* [EXCERPT TO READ]:
The Lake Winnipeg Community-Based Monitoring Network (LWCBMN) is a collaborative long-term monitoring program designed specifically to identify localized phosphorus hotspots within the larger Lake Winnipeg watershed. This program builds on past research and complements existing agency monitoring programs to create a robust, continuous data set that enables geographic targeting of phosphorus-reduction efforts. With data shared openly through Lake Winnipeg DataStream, LWCBMN provides the evidence base necessary to improve Lake Winnipeg’s water quality through efficient and cost-effective action.
Engaging Indigenous systems in the context of water (00:55:07)
Prof. Danika Littlechild, Carleton University
There are many opportunities and challenges related to engaging Indigenous systems in the context of water in Canada. How should we understand the ideas of reconciliation, Indigenous knowledge, Indigenous rights and responsibilities and their potential interaction with the spheres of science, monitoring, decision-making, and policy development? Danika Billie Littlechild provides an overview of selected issues, constraints and constructive ideas in the very broad, complex and diverse world of First Nations and water in Canada.

* [GIVEN ENTRIES]:
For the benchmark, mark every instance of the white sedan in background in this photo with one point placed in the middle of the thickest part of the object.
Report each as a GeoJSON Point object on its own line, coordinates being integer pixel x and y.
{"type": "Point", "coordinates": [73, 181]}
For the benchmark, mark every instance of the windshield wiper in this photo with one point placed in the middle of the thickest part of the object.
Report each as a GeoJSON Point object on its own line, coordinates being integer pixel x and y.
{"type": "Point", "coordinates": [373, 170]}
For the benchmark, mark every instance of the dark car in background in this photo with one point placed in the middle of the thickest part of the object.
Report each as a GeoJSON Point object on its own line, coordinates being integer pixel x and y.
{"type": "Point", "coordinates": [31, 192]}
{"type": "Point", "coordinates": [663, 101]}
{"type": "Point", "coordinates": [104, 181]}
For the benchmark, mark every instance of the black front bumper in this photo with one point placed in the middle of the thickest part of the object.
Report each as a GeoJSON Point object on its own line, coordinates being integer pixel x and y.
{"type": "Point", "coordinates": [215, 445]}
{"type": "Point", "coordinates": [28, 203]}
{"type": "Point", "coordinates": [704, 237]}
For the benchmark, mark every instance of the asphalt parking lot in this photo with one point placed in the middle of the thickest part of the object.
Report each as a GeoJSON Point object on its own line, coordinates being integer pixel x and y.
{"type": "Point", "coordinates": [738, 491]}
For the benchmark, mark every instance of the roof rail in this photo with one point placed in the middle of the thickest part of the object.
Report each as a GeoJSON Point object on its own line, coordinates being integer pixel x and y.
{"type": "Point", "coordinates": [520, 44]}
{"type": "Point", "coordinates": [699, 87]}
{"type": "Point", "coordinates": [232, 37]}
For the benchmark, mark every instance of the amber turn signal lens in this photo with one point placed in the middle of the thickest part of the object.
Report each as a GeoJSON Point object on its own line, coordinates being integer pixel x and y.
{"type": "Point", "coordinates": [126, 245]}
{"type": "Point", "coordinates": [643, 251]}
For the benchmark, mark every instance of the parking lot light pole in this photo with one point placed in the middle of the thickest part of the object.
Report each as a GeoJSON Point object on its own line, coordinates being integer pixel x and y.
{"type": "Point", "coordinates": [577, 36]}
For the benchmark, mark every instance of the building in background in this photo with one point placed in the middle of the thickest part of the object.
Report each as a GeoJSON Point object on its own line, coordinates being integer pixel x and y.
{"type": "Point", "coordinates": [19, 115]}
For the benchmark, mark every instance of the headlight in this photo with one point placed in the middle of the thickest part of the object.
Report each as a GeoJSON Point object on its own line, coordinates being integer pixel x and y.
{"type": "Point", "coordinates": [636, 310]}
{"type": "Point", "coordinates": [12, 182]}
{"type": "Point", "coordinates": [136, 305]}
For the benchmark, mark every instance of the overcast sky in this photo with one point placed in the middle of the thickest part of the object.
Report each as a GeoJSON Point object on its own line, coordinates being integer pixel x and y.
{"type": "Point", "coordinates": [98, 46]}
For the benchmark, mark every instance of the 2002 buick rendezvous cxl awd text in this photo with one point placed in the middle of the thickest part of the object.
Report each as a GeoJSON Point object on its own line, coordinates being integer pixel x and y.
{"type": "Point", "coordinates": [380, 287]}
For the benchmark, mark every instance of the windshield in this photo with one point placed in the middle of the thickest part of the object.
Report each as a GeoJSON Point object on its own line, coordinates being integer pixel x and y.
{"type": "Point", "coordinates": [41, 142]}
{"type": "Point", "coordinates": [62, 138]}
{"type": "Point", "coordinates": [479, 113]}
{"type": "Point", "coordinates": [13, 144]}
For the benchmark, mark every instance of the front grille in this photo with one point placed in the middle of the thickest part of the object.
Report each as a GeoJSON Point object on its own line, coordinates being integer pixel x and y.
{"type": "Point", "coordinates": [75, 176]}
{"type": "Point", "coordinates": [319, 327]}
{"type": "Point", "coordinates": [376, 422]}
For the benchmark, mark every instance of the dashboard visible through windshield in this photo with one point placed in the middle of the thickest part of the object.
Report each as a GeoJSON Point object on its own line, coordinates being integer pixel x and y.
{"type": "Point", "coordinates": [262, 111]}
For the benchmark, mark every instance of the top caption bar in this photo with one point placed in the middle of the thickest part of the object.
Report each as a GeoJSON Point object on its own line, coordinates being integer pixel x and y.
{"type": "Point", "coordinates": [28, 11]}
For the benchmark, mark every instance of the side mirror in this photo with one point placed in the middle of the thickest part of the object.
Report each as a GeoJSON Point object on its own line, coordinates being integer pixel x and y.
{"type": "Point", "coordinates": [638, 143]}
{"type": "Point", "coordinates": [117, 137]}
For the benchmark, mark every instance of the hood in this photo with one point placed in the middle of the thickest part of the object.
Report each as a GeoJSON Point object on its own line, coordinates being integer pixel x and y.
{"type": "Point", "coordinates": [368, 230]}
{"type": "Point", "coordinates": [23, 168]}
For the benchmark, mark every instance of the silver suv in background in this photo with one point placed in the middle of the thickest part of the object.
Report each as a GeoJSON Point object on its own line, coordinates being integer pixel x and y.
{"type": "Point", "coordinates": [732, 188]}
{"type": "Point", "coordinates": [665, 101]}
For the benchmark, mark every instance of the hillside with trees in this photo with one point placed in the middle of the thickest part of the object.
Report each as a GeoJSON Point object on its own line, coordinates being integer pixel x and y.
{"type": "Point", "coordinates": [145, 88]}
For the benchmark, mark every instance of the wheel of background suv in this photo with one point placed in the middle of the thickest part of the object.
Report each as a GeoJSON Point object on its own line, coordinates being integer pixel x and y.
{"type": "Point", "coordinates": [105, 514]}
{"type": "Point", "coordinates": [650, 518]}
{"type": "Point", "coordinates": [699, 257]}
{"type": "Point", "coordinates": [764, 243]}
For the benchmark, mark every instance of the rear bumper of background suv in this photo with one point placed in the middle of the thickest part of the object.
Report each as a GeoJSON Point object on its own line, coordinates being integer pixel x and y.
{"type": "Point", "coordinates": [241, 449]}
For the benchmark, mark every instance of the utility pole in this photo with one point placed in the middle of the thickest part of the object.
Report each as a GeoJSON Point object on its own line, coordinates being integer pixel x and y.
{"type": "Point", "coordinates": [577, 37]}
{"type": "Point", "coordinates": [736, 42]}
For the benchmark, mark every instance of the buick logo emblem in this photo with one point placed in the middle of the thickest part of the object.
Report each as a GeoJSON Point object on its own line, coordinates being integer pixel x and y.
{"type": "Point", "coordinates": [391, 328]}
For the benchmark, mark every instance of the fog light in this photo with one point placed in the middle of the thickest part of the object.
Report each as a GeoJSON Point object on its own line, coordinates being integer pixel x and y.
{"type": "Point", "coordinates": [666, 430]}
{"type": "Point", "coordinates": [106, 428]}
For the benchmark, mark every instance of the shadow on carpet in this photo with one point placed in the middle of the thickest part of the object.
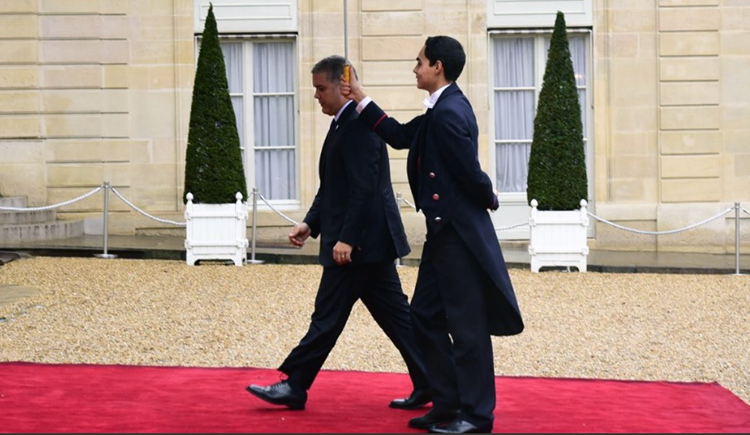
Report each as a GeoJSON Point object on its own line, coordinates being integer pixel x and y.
{"type": "Point", "coordinates": [112, 398]}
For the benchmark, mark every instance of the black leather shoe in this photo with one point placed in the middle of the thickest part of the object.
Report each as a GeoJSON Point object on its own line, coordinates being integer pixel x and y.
{"type": "Point", "coordinates": [460, 426]}
{"type": "Point", "coordinates": [280, 394]}
{"type": "Point", "coordinates": [434, 417]}
{"type": "Point", "coordinates": [417, 399]}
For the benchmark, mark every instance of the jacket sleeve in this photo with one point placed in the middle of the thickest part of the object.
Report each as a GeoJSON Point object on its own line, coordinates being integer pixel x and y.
{"type": "Point", "coordinates": [362, 160]}
{"type": "Point", "coordinates": [395, 134]}
{"type": "Point", "coordinates": [312, 218]}
{"type": "Point", "coordinates": [456, 134]}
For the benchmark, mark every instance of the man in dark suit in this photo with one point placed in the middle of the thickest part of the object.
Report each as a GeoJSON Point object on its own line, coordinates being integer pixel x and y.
{"type": "Point", "coordinates": [355, 213]}
{"type": "Point", "coordinates": [463, 293]}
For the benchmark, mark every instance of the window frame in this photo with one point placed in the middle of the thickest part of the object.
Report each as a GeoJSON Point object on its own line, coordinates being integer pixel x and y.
{"type": "Point", "coordinates": [248, 147]}
{"type": "Point", "coordinates": [539, 66]}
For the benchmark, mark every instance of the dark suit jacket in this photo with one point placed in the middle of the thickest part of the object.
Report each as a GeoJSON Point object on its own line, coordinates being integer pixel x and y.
{"type": "Point", "coordinates": [355, 202]}
{"type": "Point", "coordinates": [449, 186]}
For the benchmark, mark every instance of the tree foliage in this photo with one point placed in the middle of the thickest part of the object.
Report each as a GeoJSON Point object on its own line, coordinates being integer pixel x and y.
{"type": "Point", "coordinates": [213, 163]}
{"type": "Point", "coordinates": [557, 164]}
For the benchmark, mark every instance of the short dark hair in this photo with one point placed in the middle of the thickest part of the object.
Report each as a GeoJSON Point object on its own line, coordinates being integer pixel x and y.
{"type": "Point", "coordinates": [449, 52]}
{"type": "Point", "coordinates": [333, 66]}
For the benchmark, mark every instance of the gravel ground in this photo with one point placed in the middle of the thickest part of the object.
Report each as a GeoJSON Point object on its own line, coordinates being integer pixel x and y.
{"type": "Point", "coordinates": [578, 325]}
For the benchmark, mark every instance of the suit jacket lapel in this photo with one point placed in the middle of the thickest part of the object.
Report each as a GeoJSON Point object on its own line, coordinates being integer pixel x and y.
{"type": "Point", "coordinates": [333, 134]}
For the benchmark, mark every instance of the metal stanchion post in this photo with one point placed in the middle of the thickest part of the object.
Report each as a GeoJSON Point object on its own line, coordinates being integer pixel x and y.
{"type": "Point", "coordinates": [399, 200]}
{"type": "Point", "coordinates": [105, 223]}
{"type": "Point", "coordinates": [736, 238]}
{"type": "Point", "coordinates": [255, 228]}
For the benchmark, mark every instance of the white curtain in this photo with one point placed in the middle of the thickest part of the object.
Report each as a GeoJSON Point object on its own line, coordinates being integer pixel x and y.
{"type": "Point", "coordinates": [514, 111]}
{"type": "Point", "coordinates": [274, 148]}
{"type": "Point", "coordinates": [517, 79]}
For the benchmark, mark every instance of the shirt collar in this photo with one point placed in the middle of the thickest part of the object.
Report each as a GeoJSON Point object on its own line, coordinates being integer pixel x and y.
{"type": "Point", "coordinates": [430, 101]}
{"type": "Point", "coordinates": [341, 110]}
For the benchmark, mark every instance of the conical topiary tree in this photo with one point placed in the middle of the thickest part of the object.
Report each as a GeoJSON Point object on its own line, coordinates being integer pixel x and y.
{"type": "Point", "coordinates": [213, 161]}
{"type": "Point", "coordinates": [557, 164]}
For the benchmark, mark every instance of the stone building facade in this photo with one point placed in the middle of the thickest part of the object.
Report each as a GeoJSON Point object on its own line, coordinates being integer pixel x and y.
{"type": "Point", "coordinates": [100, 90]}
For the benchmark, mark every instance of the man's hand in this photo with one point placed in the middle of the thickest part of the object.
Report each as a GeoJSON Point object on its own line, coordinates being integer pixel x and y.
{"type": "Point", "coordinates": [352, 90]}
{"type": "Point", "coordinates": [342, 253]}
{"type": "Point", "coordinates": [299, 234]}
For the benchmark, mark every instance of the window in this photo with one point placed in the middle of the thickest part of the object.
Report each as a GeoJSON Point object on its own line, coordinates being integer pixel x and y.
{"type": "Point", "coordinates": [518, 72]}
{"type": "Point", "coordinates": [261, 75]}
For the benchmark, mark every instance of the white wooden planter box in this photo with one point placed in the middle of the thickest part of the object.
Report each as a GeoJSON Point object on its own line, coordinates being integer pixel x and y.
{"type": "Point", "coordinates": [558, 238]}
{"type": "Point", "coordinates": [216, 231]}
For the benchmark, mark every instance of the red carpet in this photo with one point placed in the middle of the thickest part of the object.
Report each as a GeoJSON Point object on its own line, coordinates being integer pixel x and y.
{"type": "Point", "coordinates": [93, 398]}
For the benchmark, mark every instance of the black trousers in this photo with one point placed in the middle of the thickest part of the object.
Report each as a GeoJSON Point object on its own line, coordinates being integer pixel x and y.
{"type": "Point", "coordinates": [379, 287]}
{"type": "Point", "coordinates": [450, 321]}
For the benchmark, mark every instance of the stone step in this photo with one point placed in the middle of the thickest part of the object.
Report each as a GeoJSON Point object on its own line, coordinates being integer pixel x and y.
{"type": "Point", "coordinates": [26, 217]}
{"type": "Point", "coordinates": [61, 229]}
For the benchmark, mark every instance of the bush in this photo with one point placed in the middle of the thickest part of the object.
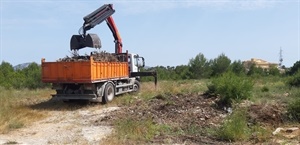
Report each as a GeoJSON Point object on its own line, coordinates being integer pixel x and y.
{"type": "Point", "coordinates": [294, 110]}
{"type": "Point", "coordinates": [231, 88]}
{"type": "Point", "coordinates": [294, 81]}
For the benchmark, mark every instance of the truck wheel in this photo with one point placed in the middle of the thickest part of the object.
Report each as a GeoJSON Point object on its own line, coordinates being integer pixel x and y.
{"type": "Point", "coordinates": [136, 86]}
{"type": "Point", "coordinates": [109, 93]}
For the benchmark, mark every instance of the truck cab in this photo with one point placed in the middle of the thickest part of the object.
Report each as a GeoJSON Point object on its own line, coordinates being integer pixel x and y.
{"type": "Point", "coordinates": [135, 62]}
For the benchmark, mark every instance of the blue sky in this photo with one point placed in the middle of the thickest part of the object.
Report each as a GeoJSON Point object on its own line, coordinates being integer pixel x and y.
{"type": "Point", "coordinates": [167, 32]}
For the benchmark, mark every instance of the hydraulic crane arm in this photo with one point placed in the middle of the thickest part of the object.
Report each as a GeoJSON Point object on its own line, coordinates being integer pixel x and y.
{"type": "Point", "coordinates": [113, 28]}
{"type": "Point", "coordinates": [90, 21]}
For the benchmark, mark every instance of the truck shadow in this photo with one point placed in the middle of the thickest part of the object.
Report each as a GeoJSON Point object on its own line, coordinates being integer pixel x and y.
{"type": "Point", "coordinates": [55, 105]}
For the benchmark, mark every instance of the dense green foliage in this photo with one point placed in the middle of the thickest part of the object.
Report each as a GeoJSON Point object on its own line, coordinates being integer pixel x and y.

* [EXERCISE REQUIREMENTS]:
Pick up the excerpt about Lake Winnipeg monitoring and Indigenous systems for water where it stops, and write the next few sentences of it.

* [EXPECTED ANSWER]:
Morning Plenary Panel Discussion, Part One – The Role of Science and Policy in Securing Canada’s Water Future
This panel examines Canada’s water future at the interface of policy and science. Hear from scientific and policy experts at municipal, regional, federal and transnational levels on how water research and science fit into the policy landscape for determining Canada’s water future. What are the policy priorities for securing Canada’s water future? What’s needed from scientists and researchers to help shape Canadian water policy? How can we better connect science and research with decision-makers and policy processes? How do we best consider Canada’s water security needs within a binational context?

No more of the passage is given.